■ **Source text**:
BREITHAUPT, EZRA CARL, engineer and businessman; b. 19 Feb. 1866 in Berlin (Kitchener), Upper Canada, sixth of ten children of Louis Breithaupt, a tanner, and Catharine Hailer; d. there unmarried 27 Jan. 1897.

Ezra Carl Breithaupt’s father, originally from Germany, was living in Buffalo, N.Y., by 1853, when he married Catharine Hailer, the daughter of German immigrants to Berlin, Upper Canada. A fifth-generation tanner, he had inherited his father’s interest in a tannery in Buffalo, but around 1857 he set up another in Berlin and in 1861 moved his family and his firm there. The family became active in Zion Evangelical Church and in local business and politics. At the time of his death in 1880, Louis was mayor of Berlin. His elder sons were to continue the leather business and would be involved in establishing the Berlin Gas Company around 1883.

Ezra Carl Breithaupt (usually known as Carl) attended public and high schools in his native town, and from 1883 to 1887 took a general course at the evangelical North-Western College in Naperville, Ill. For several years afterwards, he had health problems, possibly respiratory in nature, which led him to winter with the family physician, Dr David Sovereign Bowlby, in Bermuda and in Texas. Breithaupt’s choice of profession was probably influenced by his family’s involvement in the Berlin Gas Company. In the autumn of 1890 he began the two-year course in applied electricity offered at Johns Hopkins University in Baltimore since 1886. He was certificated in applied electricity in 1892.

■ **Record set**:
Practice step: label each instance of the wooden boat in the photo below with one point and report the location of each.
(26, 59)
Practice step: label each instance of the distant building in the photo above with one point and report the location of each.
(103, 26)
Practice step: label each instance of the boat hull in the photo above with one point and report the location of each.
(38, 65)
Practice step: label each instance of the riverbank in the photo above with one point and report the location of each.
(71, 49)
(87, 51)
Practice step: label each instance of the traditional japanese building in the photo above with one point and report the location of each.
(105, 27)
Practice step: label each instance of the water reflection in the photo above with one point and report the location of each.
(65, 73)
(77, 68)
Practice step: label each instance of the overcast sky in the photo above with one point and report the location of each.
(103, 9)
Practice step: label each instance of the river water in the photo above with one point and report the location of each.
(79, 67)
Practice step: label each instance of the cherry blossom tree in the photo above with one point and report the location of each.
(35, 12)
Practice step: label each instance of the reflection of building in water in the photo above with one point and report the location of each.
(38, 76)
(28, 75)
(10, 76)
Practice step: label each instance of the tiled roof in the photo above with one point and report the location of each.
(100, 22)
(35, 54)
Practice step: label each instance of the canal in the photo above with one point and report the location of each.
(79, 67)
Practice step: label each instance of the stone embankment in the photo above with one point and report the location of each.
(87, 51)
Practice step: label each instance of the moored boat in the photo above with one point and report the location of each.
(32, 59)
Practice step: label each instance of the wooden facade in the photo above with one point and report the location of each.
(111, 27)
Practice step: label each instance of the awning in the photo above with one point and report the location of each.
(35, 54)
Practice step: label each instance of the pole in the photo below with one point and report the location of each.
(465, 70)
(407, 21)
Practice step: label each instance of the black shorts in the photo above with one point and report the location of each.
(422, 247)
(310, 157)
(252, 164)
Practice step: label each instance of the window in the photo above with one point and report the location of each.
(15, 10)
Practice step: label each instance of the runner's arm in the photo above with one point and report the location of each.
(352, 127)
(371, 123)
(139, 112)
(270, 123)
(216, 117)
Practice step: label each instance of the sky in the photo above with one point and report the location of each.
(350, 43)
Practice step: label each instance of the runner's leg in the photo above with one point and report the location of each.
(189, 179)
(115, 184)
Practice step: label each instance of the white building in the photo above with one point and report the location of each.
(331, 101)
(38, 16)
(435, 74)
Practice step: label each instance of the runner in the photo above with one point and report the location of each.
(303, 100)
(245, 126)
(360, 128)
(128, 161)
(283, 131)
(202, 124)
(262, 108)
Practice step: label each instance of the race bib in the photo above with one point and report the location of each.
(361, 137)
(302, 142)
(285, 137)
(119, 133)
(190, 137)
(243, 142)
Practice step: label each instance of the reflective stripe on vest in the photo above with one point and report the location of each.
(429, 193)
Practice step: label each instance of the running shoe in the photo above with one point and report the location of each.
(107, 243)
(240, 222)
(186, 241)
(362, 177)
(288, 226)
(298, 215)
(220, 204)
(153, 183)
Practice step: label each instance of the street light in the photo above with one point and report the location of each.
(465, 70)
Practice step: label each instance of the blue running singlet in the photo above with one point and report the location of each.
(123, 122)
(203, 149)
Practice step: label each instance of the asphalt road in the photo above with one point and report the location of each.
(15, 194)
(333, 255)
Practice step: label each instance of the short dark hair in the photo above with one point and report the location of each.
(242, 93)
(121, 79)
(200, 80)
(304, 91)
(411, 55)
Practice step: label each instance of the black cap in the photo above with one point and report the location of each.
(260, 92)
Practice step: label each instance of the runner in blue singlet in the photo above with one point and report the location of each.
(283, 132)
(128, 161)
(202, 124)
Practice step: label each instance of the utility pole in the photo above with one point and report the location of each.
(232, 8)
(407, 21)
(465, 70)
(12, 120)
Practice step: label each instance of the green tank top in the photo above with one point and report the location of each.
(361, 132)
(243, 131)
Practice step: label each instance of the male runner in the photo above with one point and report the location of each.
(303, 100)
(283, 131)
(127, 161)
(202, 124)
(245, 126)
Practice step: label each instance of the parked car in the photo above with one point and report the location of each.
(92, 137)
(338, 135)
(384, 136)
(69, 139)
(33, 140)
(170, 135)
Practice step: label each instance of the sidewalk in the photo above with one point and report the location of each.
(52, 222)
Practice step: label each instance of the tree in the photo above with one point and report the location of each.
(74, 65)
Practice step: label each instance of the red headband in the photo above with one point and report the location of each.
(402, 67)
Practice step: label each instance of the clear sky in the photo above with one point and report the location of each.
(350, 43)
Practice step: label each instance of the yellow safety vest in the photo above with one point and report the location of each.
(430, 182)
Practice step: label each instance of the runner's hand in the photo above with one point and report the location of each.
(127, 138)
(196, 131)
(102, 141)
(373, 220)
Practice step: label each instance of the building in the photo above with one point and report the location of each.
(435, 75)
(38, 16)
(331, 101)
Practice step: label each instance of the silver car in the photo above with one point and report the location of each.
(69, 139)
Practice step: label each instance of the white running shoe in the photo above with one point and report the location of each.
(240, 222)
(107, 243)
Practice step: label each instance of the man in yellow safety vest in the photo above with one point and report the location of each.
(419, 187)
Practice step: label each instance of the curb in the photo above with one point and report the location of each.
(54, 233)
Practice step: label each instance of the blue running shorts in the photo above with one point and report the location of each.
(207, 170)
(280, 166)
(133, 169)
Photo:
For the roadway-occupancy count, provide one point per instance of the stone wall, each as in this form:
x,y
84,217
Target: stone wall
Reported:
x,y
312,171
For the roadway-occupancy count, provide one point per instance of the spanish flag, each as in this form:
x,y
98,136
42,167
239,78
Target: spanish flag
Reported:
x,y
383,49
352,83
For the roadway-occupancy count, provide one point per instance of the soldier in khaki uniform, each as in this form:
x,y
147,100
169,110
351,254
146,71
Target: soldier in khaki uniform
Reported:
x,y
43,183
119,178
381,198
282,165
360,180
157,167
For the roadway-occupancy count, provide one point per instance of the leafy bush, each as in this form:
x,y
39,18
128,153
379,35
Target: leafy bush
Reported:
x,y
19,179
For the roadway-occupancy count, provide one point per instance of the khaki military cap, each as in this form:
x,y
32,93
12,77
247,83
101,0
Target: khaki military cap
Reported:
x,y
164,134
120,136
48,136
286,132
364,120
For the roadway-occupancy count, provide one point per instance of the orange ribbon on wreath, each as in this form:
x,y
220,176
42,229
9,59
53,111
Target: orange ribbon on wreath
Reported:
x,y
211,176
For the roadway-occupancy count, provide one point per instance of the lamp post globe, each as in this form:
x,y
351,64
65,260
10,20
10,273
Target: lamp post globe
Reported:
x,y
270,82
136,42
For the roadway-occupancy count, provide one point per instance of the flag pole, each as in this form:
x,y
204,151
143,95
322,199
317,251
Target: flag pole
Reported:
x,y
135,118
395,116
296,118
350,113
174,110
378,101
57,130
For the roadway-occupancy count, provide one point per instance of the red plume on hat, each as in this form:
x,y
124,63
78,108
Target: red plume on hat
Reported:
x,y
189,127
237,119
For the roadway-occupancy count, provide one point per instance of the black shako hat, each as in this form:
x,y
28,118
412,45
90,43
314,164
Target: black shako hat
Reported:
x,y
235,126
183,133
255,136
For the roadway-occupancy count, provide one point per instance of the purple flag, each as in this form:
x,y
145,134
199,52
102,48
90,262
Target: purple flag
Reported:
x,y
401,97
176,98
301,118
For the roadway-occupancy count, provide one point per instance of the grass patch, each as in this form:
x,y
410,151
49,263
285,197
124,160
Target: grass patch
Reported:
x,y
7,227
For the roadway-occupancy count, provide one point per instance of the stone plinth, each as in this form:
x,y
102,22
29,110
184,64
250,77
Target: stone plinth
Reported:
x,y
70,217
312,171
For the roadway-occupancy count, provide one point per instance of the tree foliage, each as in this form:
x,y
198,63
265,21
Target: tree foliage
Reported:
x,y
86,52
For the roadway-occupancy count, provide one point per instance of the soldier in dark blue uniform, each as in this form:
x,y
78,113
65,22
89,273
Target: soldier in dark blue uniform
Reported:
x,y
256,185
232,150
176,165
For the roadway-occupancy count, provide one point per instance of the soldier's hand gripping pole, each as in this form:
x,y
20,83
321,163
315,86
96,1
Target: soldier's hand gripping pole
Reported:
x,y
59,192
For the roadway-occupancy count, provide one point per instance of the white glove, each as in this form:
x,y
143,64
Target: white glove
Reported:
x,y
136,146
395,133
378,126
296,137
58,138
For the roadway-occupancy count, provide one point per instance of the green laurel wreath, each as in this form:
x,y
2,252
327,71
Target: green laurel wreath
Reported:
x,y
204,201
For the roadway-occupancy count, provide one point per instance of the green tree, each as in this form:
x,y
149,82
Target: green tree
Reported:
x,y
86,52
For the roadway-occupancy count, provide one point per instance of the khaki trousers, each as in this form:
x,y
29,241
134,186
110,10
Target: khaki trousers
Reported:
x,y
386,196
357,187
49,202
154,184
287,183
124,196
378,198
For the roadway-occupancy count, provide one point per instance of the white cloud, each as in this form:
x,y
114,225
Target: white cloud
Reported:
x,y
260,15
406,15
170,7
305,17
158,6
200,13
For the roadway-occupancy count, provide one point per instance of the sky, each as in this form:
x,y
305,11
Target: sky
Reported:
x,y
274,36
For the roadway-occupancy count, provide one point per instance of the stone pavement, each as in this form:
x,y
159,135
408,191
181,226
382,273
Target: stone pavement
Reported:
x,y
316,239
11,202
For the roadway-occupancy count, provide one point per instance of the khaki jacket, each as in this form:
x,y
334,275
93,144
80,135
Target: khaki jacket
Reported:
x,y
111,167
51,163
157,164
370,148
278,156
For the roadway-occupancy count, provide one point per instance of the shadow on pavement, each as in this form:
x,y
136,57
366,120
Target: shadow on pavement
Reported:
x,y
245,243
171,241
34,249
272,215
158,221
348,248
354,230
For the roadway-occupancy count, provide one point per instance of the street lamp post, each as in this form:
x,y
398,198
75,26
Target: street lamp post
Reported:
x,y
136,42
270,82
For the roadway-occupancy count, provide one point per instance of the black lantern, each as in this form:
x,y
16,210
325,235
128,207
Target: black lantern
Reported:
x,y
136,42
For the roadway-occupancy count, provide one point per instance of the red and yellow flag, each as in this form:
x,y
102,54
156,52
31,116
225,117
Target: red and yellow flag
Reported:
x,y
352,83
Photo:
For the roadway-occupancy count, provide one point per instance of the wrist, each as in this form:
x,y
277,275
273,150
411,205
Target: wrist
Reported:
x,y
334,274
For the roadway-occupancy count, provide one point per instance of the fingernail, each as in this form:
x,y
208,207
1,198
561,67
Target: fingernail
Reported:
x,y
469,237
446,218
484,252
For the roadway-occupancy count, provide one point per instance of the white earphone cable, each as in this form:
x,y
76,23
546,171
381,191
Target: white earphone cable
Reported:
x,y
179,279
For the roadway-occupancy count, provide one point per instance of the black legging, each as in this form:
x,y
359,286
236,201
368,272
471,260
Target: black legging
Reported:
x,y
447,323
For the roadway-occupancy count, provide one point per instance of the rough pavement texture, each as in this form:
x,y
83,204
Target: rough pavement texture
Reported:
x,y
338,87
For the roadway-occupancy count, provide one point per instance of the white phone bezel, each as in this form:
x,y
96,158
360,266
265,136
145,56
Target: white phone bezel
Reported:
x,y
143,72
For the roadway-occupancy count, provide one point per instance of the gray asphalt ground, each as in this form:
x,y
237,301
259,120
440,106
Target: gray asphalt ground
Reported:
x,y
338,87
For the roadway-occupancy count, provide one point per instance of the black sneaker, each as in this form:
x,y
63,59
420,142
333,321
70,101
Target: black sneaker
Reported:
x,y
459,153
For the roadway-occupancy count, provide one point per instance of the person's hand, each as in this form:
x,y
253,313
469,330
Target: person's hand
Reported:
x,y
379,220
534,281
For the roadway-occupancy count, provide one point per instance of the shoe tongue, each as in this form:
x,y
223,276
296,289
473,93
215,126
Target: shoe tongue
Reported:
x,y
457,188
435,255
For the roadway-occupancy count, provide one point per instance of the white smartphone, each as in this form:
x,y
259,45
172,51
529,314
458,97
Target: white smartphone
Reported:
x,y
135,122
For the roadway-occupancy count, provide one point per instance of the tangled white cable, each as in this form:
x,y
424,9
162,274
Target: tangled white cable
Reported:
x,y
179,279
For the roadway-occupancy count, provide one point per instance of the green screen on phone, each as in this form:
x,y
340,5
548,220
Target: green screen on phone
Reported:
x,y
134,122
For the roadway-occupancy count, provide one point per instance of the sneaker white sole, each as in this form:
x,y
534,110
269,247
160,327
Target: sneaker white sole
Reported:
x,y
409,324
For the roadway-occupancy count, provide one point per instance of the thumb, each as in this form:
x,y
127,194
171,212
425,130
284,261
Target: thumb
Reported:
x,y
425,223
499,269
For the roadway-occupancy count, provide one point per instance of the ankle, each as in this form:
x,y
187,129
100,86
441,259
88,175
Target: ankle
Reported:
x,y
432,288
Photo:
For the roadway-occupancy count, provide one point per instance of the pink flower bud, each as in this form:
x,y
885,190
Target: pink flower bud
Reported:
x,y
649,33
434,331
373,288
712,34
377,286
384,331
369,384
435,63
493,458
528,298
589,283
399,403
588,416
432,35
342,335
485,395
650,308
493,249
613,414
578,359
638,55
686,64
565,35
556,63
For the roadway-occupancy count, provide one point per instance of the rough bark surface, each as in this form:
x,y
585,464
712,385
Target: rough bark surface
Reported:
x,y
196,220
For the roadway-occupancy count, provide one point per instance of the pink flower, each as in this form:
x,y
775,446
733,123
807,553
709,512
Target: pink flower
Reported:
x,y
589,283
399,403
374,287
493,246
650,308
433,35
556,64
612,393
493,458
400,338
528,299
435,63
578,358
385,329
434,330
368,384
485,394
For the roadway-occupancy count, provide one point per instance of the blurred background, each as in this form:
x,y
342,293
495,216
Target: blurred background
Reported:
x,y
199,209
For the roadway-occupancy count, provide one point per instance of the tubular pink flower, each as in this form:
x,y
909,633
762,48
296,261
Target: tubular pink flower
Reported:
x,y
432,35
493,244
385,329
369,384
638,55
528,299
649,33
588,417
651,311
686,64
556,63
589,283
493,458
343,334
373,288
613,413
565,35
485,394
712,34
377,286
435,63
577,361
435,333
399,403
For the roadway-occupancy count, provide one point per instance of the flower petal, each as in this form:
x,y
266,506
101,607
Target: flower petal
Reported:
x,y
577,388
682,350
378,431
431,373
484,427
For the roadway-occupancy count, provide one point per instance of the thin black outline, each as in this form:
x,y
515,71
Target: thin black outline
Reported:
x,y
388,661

■ **Problem requirements**: Quote the Breithaupt biography word for word, from the passage that begins "BREITHAUPT, EZRA CARL, engineer" through the one that ends "Company around 1883.". Rely only on the Breithaupt biography, not on the items.

■ **Result for this exercise**:
BREITHAUPT, EZRA CARL, engineer and businessman; b. 19 Feb. 1866 in Berlin (Kitchener), Upper Canada, sixth of ten children of Louis Breithaupt, a tanner, and Catharine Hailer; d. there unmarried 27 Jan. 1897.

Ezra Carl Breithaupt’s father, originally from Germany, was living in Buffalo, N.Y., by 1853, when he married Catharine Hailer, the daughter of German immigrants to Berlin, Upper Canada. A fifth-generation tanner, he had inherited his father’s interest in a tannery in Buffalo, but around 1857 he set up another in Berlin and in 1861 moved his family and his firm there. The family became active in Zion Evangelical Church and in local business and politics. At the time of his death in 1880, Louis was mayor of Berlin. His elder sons were to continue the leather business and would be involved in establishing the Berlin Gas Company around 1883.